**What this task involves:** Copy each line below exactly and leave the pictures out.

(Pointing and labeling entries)
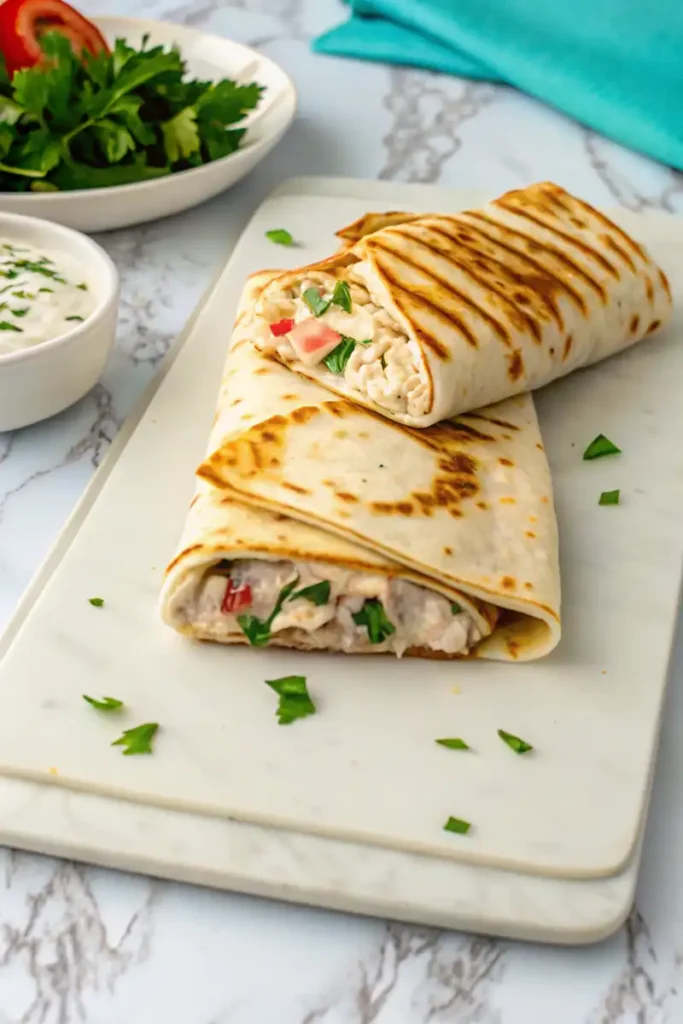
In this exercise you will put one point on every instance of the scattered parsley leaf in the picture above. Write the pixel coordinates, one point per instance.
(281, 237)
(137, 740)
(107, 704)
(342, 296)
(374, 617)
(294, 698)
(317, 593)
(514, 742)
(339, 356)
(457, 825)
(315, 302)
(454, 744)
(600, 448)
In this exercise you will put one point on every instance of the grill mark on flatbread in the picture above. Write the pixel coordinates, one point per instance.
(557, 254)
(440, 313)
(571, 240)
(505, 271)
(496, 326)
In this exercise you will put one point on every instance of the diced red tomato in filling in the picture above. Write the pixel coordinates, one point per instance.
(312, 340)
(282, 327)
(237, 597)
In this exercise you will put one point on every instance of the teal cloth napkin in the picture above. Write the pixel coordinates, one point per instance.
(613, 65)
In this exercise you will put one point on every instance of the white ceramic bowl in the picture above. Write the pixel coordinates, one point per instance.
(208, 57)
(40, 381)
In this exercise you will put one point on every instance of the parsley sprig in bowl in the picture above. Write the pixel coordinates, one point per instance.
(123, 137)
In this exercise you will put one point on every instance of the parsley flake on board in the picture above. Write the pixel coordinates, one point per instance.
(137, 740)
(599, 448)
(457, 825)
(280, 236)
(514, 742)
(105, 704)
(294, 698)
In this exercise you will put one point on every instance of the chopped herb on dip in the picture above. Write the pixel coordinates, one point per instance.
(373, 616)
(44, 311)
(281, 237)
(599, 448)
(294, 698)
(339, 356)
(107, 704)
(457, 825)
(317, 593)
(315, 302)
(137, 740)
(514, 742)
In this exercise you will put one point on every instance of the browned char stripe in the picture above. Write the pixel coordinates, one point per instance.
(570, 240)
(505, 271)
(440, 313)
(471, 304)
(557, 254)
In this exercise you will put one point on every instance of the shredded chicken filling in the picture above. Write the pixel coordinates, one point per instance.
(389, 370)
(356, 611)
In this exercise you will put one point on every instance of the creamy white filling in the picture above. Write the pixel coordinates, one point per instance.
(421, 617)
(389, 371)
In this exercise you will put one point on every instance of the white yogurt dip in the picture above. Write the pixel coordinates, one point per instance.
(42, 296)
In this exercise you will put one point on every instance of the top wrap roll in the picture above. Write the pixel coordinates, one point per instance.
(424, 317)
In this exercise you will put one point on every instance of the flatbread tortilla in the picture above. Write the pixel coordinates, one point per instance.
(449, 535)
(450, 313)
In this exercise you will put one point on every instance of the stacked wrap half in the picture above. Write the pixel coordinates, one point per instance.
(449, 313)
(317, 524)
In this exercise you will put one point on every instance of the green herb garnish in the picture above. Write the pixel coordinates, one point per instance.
(107, 704)
(339, 356)
(317, 593)
(514, 742)
(256, 630)
(112, 119)
(281, 237)
(600, 448)
(372, 615)
(294, 698)
(457, 825)
(137, 740)
(342, 296)
(454, 744)
(315, 302)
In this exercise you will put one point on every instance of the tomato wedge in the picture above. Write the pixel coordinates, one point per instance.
(312, 340)
(237, 596)
(24, 23)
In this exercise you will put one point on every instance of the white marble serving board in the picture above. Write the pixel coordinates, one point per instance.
(366, 768)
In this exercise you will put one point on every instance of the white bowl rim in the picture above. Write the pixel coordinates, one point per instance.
(112, 190)
(76, 244)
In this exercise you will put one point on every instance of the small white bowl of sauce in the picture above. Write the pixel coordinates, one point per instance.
(58, 305)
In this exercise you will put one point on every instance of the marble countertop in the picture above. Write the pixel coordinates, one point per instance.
(81, 945)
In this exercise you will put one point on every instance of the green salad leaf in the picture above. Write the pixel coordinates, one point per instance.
(112, 119)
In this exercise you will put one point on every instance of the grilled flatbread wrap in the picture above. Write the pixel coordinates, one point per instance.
(424, 317)
(437, 544)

**Problem solution:**
In this exercise you will put one point on every instance of the scattered parsley leaf in the picture above. Write the pixel coordinates, one point per instance.
(281, 237)
(137, 740)
(107, 704)
(342, 296)
(374, 617)
(294, 698)
(317, 593)
(514, 742)
(339, 356)
(457, 825)
(315, 302)
(454, 744)
(600, 448)
In this exercise you will put one point on every instance of the grill mark on flatbread in the picture above. Write the pixel coordinates, one point per instance.
(557, 254)
(440, 313)
(571, 240)
(505, 271)
(496, 326)
In this exercise you will put one point on every instance of the diced red tomato in filling in the picture above. Write the pixel coordinates, one point per instance.
(312, 340)
(282, 327)
(237, 597)
In this exercise you will put one point on every instance of the teal cloth napkin in the picture above. Write the pixel coordinates, one point per instance.
(613, 65)
In this exercise you will put one point on every instance of the white ceramic bowl in the picture above. Write the pixel coordinates, one point per instance.
(208, 57)
(40, 381)
In this exercise you will put one point on every instance of the parsley sprig in bowl in the picture above. Write the pixel coordinates, one point per instance.
(123, 137)
In this exercise you will put one point on every instance of the parsley flake on board in the picture above. Write the pixel coordinates, one point per instance.
(137, 740)
(599, 448)
(457, 825)
(280, 236)
(514, 742)
(105, 704)
(294, 698)
In this exercise you will put one point on every instance of the chopped herb on dip in the picture above. Write the pixel coordinates, one point per instance.
(373, 616)
(44, 311)
(281, 237)
(599, 448)
(294, 698)
(339, 356)
(107, 704)
(457, 825)
(317, 593)
(315, 302)
(137, 740)
(514, 742)
In this exercise you will put one point on every instance of the browned char stripe in the picture above. Write the pixel coordinates, one point per instance.
(570, 240)
(505, 271)
(440, 313)
(471, 304)
(557, 254)
In this exercise you will put one point on every instance of the shredded chicken filling in the picture above. Write the pixel coordinates, one point per instance.
(389, 370)
(356, 611)
In this exercise you will put one point on every instance of the creamy white filling in the picture above. Write the pixel coordinates, one point per instance.
(421, 617)
(389, 371)
In this exercise you will put one point on every instance of the white yogurt dip in the picture above. Write the pixel coordinates, one point per instance.
(42, 296)
In this exercise you will put one point on every instance of the top wrap roll in the picture above. Write the pixel coordinates, one point per instance.
(424, 317)
In this exercise you will put one point on every instance of the flatbread tortilla in the picture above. Write the pixel coordinates, one point per instance.
(449, 535)
(450, 313)
In this exercise you will put one point on every instance of the stacked wrap half in the picture above. Write the pixel coordinates, one point per instance.
(449, 313)
(317, 524)
In this exercise you will put one point on every instance of the green herb garnish in the picture above. Write the pixel coordinates, one point per instance.
(107, 704)
(339, 356)
(317, 593)
(514, 742)
(256, 630)
(112, 119)
(281, 237)
(600, 448)
(372, 615)
(294, 698)
(457, 825)
(137, 740)
(342, 296)
(454, 744)
(315, 302)
In this exercise you will put one point on every instance of the tomato wedge in the picture above. Write the pixel coordinates, one point per instance.
(312, 340)
(237, 596)
(24, 23)
In this exercise you will put one point on every instance of the white marble serving board in the picture above. Write the pixel coordinates, one point per instance.
(366, 768)
In this exercise you will put one point on every instance of the white bowl rim in the picture above. Write the pixel coordinates, one point per instance.
(112, 190)
(76, 244)
In this exercise you will put one point on every instance of the small white bowl of sauce in the picture above. Write the pixel coordinates, one point per instance.
(58, 305)
In this exercise you will put one point on every instance of the marble countertop in the picture above. Write the pixel coordinates, one point per instance.
(81, 945)
In this exercise you will put one point on every instance of the green salad leaf in the picture above. Write the pixel coordinates, one point per instance.
(112, 119)
In this exercise you will put one point on every instance of the grilled flatbread wrap in the picture above. Write the pixel coordinates, one point per instance.
(424, 317)
(437, 544)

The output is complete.